** Exercise requirements **
Rescale the lines between the one holding "the white window" and the one holding "[[87, 230]]", inclusive, and give back only those lines. Copy each line in full, changing only the point coordinates in the answers: multiply each by 0.55 and round it to a whole number, with halves rounding up.

** Data listing **

⟨

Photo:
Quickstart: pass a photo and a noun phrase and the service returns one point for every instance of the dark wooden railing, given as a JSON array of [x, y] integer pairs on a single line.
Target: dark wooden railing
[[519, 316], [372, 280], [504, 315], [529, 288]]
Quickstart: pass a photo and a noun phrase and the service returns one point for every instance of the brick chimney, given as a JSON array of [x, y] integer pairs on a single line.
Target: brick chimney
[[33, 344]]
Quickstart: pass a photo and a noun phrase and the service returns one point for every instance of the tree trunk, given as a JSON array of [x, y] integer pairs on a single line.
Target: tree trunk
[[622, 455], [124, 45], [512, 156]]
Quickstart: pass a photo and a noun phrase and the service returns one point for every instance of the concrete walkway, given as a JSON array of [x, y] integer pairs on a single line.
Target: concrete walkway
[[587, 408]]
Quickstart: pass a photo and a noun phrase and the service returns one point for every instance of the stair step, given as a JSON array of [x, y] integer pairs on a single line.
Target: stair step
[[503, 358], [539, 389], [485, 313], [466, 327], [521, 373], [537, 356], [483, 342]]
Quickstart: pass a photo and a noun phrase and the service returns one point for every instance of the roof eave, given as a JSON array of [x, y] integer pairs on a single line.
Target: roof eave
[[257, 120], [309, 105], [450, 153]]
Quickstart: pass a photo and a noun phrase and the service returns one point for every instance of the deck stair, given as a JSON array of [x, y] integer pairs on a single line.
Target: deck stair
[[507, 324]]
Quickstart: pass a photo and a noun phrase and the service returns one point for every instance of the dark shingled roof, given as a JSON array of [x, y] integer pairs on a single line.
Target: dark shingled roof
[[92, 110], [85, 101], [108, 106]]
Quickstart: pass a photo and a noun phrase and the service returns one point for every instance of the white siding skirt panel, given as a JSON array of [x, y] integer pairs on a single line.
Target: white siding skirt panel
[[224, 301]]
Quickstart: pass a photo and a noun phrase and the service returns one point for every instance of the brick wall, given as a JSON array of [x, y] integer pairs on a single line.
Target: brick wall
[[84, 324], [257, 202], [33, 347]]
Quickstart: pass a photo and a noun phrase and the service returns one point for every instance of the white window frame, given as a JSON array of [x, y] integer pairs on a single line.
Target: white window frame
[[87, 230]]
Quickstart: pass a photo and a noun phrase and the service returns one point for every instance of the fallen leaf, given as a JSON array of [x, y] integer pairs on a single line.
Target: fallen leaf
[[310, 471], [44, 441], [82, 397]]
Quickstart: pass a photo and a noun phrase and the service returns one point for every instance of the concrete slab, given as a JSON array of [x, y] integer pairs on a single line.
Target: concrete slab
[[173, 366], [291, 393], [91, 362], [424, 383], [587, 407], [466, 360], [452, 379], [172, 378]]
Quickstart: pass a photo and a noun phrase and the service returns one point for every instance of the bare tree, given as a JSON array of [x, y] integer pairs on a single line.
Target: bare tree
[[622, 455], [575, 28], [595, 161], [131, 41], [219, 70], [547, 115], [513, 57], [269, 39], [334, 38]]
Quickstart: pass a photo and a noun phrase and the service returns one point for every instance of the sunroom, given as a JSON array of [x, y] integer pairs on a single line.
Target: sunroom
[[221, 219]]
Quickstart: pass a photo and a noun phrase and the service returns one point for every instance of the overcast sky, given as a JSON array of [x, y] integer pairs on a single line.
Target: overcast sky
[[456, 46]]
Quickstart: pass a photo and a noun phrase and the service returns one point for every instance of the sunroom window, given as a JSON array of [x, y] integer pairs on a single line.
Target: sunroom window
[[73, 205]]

⟩

** Result of this task **
Quickstart: pass a photo and a noun phrase and the service returns one point for every instance of the white window frame, given as a JSON array of [x, y] integer pairs on a single line.
Target: white window frame
[[48, 127]]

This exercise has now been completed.